Begin Text to read

3.2.1 Production

Production refers to the conversion of inputs, the factors of production, into desired output. An economy-wide production function is often written as follows:

X^* = f(L,K,M)

where X* is an aggregate measure of goods and services produced (output) in a given economy.

• L represents the quantity and ability of labor input available to the production process.
• K represents capital, machinery, transportation equipment, and infrastructure.
• M represents the availability of natural resources and materials for production

A positive relationship exists among these inputs and the output such that greater availability of any of these factors will lead to a greater potential for producing output. The functional relationship f(.) represents a certain level of technology and know how that presently exists for conversion of these inputs into output such that any technological improvements can also lead to the production of greater levels of output.

In order to understand the creation of wealth and the engine for economic growth that will provide for increasing standards of living, we must first start with an understanding of several characteristics govern aggregate production relationships.

• First, is the law of diminishing marginal productivity. Holding other factors of production constant (i.e., capital and/or materials), increasing quantities of a single input lead to less and less additional output.
• Second, is that all factors are essential in production and to some degree one factor may be substituted for another factor of production. Increasing the amount of capital or machinery can replace some labor but not all of the labor in a production process. Increasing amounts of labor (greater care being taken in production to avoid waste) can reduce the need for some material inputs.

End Text to read

[Things to do]
1 – Write out the part of the passage on production from "X^* = f(L,K,M)" up to and including "levels of output.".
2 – In the production passage, what does M stand for in the economy-wide production function?
3 – Carry the passage on production forward from its last sentence.

Begin Dataset extract

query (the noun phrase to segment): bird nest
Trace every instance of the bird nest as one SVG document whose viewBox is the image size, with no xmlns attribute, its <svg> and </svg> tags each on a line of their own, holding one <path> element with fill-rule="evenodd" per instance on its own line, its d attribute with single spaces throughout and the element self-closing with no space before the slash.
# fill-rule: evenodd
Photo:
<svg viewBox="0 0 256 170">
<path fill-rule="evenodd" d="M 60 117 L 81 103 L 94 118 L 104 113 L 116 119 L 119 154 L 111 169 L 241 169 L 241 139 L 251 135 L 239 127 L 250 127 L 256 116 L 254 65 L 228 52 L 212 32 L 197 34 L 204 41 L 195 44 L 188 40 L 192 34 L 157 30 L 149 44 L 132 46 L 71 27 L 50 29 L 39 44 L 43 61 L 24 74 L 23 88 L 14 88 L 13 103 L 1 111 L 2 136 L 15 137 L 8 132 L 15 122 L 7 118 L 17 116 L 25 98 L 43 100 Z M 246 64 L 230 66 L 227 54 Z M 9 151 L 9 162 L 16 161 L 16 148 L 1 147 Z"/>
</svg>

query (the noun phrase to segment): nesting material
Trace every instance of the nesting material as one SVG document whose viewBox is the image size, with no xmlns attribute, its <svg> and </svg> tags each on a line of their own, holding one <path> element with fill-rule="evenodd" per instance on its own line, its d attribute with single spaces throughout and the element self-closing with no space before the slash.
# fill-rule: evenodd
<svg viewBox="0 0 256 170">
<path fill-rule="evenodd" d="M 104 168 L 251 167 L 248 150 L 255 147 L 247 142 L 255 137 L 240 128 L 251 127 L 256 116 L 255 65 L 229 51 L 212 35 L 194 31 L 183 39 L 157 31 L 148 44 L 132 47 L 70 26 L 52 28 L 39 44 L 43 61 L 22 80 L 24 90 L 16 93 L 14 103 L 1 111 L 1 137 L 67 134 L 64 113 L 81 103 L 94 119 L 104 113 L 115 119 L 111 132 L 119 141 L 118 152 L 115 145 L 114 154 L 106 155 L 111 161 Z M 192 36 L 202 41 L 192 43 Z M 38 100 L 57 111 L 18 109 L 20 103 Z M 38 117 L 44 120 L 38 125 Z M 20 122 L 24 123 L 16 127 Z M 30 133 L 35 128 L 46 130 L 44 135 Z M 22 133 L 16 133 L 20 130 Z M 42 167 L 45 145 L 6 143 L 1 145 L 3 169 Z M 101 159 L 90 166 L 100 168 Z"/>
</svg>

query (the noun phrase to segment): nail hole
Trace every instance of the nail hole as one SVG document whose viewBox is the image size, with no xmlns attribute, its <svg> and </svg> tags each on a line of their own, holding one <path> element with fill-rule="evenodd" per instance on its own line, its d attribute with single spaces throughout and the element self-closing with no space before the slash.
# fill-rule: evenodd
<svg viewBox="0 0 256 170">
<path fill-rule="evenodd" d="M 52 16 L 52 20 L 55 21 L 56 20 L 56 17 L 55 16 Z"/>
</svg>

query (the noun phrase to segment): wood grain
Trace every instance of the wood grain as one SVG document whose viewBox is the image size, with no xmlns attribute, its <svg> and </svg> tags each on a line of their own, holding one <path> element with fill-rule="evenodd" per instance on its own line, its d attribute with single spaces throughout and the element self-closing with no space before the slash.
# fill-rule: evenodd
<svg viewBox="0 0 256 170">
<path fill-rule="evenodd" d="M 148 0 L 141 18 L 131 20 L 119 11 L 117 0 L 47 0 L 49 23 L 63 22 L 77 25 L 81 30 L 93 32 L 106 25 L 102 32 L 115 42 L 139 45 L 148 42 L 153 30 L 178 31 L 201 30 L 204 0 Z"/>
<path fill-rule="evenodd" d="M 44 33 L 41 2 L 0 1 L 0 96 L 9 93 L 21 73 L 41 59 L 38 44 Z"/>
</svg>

End Dataset extract

[Results]
1 –
X^* = f(L,K,M)

where X* is an aggregate measure of goods and services produced (output) in a given economy.

• L represents the quantity and ability of labor input available to the production process.
• K represents capital, machinery, transportation equipment, and infrastructure.
• M represents the availability of natural resources and materials for production

A positive relationship exists among these inputs and the output such that greater availability of any of these factors will lead to a greater potential for producing output. The functional relationship f(.) represents a certain level of technology and know how that presently exists for conversion of these inputs into output such that any technological improvements can also lead to the production of greater levels of output.

2 – The availability of natural resources and materials for production.

3 –
• Third is that, for production in the aggregate, there are constant returns to scale. This property refers of the ability to double output simply by doubling the quantity of all the available inputs. A simple way to understand this is based on the idea that any production process may be replicated. Thus if a certain quantity of grain is being produced on one acre of land with 5 units of labor input and 3 pieces of capital, then by replicating this production process the quantity of grain produced may be doubled.

3.2.2 The Cobb-Douglas Production Function

One specific mathematical relationship that possesses these three properties is the Cobb-Douglas production function. This particular representation is one of several possibilities and may be written as follows:

X_i = A_tL^αK^βM^γ

where L, K, M represent the factor inputs listed above, A represents a measure of technology at time period 't', and the exponents represent production parameters (actually output elasticities) for each factor input. The fact that it is multiplicative in the inputs reflects the notion that one factor may be substituted for another. Diminishing marginal productivity requires that the exponents α, β, and γ each take on values less than one. Each input being essential and making a positive contribution to output implies that these exponents be strictly greater than zero. Finally, constant returns to scale implies that α, β, and γ sum to one.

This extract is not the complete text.